◆ QUESTIONS
• A. Reproduce a passage from the blog post, beginning with the words "Between dealing with" and ending after the words "of raking leaves.".
• B. In one to three sentences, state the reason the blog post gives for why the writer is rarely faced with raking leaves.

◆ EXTRACTED TEXT

----

Turkeys and Pigs and Deer, OH MY!

I have to apologize.

Between dealing with hurricane Sandy living here on the beach and also trying to recover from a horrible cold and sinus infection, I have been lax on posting anything to my blog these last few weeks. Fortunately, we were not hit to badly by the hurricane AND I have recovered from my recent illness and I am ready to prattle on aimlessly once again!

I cannot believe that it is almost the middle of November already! My wife is busy making plans for Thanksgiving and all of the sudden, I am staring at naked trees outside our windows. Fortunately, it’s so windy in our area most of the time, I am rarely faced with the daunting task of raking leaves.

As a child growing up in Duquesne, it was always a sure sign of the arrival of my favorite time of the year when I would look out of our dining room window and see a blanket of leaves covering our back yard. The sycamore in the yard had grown to such an immense size, that by the time I was in my teens, it towered over our two storied home. During the summer months, it provided a think umbrella of shade for the back yard and for the back half of the house. After turning a brilliant orange and yellow by October, an avalanche of leaves continued to bombard our yard until every last leaf had released its grip on even the smallest twig.

----

[Data entries]
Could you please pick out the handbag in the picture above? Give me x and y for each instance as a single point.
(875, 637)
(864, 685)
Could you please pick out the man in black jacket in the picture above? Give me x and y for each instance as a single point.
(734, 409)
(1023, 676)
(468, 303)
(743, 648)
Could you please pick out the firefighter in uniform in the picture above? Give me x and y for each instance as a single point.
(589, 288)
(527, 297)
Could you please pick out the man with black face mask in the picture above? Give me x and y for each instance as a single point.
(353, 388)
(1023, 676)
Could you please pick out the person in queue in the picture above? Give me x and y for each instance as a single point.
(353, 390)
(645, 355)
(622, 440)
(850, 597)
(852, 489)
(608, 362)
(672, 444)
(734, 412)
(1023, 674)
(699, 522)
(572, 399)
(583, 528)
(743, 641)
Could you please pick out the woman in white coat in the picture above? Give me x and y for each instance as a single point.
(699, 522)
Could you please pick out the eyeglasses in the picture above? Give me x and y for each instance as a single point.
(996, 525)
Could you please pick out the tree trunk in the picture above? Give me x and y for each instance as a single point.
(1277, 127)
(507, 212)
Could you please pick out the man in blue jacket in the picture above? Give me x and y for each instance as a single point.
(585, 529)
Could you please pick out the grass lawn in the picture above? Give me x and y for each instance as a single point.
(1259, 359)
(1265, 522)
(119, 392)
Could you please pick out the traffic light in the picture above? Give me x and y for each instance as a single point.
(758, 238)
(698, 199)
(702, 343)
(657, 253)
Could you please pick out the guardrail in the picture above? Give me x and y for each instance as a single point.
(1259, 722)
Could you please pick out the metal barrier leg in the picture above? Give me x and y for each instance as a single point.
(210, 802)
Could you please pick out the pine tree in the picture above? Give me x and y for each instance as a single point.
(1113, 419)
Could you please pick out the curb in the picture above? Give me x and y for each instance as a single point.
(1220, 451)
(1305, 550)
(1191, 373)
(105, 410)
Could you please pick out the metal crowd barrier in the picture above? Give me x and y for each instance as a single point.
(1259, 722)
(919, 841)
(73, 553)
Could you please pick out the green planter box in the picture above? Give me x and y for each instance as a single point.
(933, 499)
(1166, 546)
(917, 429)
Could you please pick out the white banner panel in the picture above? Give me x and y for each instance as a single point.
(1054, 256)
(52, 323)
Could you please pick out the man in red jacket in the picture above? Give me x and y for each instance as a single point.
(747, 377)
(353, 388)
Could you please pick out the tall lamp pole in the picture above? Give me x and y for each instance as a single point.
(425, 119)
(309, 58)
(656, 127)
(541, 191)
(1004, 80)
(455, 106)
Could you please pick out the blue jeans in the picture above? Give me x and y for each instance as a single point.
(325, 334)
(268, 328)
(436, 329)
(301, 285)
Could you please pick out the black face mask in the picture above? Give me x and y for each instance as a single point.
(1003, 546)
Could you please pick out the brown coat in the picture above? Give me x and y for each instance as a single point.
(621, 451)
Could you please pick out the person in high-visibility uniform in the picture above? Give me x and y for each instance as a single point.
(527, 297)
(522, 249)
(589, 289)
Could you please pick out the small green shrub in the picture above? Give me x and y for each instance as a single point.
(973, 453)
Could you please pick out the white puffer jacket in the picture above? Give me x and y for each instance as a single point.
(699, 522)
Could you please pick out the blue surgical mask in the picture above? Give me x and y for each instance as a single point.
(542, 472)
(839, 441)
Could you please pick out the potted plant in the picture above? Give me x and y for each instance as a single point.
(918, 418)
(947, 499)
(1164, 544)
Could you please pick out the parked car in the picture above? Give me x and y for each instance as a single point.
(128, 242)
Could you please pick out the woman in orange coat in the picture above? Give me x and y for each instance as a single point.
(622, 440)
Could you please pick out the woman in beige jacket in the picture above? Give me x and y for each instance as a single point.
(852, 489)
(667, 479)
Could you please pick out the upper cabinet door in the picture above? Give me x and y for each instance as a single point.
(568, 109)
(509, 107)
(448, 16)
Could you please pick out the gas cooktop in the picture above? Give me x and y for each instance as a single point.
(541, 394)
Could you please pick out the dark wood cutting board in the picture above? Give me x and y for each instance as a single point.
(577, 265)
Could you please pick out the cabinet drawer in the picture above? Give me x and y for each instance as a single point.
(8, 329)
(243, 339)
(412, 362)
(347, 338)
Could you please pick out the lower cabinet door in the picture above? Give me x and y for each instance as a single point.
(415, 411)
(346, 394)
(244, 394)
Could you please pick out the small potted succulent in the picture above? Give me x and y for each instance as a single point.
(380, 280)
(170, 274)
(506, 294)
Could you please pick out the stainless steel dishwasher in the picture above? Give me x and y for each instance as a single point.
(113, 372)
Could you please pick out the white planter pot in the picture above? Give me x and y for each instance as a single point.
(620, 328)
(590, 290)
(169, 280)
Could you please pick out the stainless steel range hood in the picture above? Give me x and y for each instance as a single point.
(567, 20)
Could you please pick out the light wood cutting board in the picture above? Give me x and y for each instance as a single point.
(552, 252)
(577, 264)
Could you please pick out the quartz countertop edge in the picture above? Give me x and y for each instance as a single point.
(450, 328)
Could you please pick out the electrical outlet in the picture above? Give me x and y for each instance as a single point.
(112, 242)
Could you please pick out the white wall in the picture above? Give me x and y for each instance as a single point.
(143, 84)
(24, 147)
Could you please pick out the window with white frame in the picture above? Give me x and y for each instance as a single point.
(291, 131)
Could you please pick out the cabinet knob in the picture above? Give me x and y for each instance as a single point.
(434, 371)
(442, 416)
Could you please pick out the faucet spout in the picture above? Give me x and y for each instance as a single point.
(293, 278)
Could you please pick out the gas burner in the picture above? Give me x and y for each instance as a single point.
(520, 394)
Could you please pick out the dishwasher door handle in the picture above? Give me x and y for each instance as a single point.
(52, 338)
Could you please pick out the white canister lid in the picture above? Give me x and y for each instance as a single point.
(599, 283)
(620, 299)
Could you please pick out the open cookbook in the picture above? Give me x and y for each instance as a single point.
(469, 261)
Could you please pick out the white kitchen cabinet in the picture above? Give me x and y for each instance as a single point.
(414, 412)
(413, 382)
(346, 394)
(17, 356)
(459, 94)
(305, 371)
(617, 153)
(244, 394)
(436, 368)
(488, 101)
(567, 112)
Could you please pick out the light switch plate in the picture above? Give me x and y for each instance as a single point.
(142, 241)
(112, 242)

----

◆ RESULTS FOR THE EXERCISE
• A.
Between dealing with hurricane Sandy living here on the beach and also trying to recover from a horrible cold and sinus infection, I have been lax on posting anything to my blog these last few weeks. Fortunately, we were not hit to badly by the hurricane AND I have recovered from my recent illness and I am ready to prattle on aimlessly once again!

I cannot believe that it is almost the middle of November already! My wife is busy making plans for Thanksgiving and all of the sudden, I am staring at naked trees outside our windows. Fortunately, it’s so windy in our area most of the time, I am rarely faced with the daunting task of raking leaves.

• B. The writer's area is so windy most of the time that the task of raking leaves rarely arises.